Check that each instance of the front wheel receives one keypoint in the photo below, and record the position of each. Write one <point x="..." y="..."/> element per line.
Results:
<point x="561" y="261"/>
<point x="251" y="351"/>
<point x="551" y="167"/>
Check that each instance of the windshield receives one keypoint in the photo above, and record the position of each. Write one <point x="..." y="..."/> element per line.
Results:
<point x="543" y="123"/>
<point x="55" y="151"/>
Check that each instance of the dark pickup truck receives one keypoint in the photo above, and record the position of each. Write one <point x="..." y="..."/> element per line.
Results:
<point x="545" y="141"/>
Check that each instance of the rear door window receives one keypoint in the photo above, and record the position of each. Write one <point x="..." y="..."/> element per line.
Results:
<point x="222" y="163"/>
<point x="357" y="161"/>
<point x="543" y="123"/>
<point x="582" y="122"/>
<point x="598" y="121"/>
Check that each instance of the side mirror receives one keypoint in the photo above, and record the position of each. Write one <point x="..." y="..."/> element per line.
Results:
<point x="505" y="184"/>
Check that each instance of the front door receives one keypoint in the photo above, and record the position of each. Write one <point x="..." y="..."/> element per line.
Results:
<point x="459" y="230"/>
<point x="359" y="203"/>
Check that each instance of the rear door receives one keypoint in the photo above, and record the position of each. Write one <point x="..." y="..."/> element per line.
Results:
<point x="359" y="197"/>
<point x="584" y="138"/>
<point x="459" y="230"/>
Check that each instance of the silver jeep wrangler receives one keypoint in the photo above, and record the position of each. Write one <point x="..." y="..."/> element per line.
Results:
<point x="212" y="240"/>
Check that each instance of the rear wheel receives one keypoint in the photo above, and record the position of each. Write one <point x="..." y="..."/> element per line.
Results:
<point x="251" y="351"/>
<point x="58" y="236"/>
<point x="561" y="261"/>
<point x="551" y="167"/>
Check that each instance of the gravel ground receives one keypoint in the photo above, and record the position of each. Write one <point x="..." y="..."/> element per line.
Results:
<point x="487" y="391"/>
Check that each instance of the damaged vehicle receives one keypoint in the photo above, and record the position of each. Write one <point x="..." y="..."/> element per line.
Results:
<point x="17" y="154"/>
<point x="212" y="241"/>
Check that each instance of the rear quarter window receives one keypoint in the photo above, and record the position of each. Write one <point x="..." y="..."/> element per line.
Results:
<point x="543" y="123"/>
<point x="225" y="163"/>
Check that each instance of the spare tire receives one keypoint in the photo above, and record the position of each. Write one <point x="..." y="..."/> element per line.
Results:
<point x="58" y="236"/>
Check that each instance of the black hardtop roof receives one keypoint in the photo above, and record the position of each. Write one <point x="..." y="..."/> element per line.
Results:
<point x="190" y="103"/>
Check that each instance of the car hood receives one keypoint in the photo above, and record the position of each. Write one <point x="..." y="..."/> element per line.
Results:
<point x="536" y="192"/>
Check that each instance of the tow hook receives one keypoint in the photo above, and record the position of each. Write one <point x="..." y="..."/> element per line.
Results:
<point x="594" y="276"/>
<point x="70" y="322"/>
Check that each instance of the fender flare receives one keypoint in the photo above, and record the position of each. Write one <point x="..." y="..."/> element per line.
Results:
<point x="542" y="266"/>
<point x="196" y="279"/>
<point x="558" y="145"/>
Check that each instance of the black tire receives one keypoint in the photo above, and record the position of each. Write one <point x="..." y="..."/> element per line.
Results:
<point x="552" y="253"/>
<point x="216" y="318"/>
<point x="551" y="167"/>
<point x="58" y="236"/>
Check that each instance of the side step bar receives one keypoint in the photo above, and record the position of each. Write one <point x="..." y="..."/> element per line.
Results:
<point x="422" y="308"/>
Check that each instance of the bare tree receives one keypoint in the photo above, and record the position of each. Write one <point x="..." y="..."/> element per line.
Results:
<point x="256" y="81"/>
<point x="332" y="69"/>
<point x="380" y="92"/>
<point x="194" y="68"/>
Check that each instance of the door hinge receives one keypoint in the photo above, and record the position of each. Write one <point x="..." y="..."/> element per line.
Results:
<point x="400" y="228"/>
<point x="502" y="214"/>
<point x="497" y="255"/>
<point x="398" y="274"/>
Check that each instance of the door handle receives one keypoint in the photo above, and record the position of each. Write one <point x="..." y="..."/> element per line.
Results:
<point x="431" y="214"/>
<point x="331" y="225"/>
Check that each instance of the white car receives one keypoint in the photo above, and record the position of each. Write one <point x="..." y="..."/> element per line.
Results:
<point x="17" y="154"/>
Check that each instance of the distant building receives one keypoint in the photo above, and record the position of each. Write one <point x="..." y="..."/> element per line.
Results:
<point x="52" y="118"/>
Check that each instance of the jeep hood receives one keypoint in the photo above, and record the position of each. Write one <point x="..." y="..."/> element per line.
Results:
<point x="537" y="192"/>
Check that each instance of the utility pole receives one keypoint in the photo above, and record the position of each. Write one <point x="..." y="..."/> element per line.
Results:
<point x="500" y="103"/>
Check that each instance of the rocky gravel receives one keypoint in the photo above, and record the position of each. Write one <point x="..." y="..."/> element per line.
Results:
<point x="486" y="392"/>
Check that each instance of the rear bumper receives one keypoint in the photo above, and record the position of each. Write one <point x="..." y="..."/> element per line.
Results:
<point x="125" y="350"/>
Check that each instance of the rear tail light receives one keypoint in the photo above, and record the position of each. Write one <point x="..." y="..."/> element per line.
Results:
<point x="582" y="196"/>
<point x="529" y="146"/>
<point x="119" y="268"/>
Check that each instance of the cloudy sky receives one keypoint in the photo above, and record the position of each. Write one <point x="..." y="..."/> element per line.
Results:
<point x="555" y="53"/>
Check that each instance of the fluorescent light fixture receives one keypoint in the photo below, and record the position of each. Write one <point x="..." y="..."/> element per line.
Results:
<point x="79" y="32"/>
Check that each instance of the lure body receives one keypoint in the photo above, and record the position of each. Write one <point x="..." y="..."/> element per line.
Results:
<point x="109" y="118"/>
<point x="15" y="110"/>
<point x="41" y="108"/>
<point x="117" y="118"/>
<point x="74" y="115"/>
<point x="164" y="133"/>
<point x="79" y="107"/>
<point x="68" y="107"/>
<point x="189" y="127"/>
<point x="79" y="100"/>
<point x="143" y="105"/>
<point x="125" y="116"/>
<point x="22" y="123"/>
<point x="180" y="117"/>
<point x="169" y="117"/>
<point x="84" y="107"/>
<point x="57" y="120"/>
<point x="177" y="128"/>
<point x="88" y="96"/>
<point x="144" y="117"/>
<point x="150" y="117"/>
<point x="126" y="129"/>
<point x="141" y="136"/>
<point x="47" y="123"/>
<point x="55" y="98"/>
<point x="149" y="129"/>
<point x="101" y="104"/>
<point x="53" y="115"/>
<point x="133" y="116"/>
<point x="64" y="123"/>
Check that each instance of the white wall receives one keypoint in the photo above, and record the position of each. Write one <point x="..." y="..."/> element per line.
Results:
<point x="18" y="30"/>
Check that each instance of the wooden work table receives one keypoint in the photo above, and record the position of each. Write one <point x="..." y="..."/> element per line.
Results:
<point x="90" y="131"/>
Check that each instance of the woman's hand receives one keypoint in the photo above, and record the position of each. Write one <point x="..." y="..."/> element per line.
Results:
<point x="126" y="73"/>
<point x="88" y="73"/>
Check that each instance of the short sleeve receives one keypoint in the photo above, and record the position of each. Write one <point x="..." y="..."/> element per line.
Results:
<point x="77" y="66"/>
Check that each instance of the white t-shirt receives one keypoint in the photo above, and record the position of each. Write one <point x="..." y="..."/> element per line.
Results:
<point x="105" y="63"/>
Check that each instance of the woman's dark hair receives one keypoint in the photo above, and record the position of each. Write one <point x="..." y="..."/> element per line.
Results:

TASK TO COMPLETE
Every line of the listing that holds "wheel" should be found and copied.

REPLY TO THE TASK
Check that each instance of the front wheel receives one keypoint in the photo below, and record the position of each. Write one <point x="..." y="..."/> element per line.
Check that each instance of the rear wheel receives one keypoint in the photo above, and record the position of each. Write one <point x="..." y="..."/> element per line.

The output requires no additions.